TASK PROMPT.
From the records that follow, copy every line that contains the word "paving".

Data extracted from a collection.

########

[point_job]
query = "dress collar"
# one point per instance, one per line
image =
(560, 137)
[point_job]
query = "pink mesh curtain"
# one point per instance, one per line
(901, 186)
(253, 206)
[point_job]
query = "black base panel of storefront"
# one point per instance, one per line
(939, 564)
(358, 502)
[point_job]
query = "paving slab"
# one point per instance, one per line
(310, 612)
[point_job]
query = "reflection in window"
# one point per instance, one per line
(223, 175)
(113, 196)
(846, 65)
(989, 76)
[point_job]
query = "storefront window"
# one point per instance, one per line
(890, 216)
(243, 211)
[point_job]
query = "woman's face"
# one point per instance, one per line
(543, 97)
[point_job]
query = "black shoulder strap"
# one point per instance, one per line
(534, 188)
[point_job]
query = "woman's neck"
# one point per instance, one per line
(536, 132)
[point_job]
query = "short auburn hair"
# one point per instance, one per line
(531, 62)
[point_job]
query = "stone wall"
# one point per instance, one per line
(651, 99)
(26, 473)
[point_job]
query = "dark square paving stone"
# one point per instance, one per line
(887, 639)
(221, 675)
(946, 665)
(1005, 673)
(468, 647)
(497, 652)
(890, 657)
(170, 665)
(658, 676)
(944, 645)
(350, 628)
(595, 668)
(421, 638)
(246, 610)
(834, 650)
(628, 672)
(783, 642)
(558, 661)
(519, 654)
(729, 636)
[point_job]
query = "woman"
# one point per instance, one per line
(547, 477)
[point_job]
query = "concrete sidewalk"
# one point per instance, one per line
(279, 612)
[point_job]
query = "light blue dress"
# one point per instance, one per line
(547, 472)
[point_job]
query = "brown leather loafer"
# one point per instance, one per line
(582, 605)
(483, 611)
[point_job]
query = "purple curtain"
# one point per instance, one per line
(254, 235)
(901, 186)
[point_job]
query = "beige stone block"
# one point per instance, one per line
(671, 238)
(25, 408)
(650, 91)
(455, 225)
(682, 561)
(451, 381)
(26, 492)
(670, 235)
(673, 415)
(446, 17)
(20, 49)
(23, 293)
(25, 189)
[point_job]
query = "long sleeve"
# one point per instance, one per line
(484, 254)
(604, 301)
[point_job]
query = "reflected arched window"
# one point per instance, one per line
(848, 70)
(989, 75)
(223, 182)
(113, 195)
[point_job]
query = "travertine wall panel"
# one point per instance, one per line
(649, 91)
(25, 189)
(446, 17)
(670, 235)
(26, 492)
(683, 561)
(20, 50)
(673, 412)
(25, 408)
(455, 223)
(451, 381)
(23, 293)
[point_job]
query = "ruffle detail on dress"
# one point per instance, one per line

########

RESPONSE.
query = "paving slab"
query = "dark square paving stone"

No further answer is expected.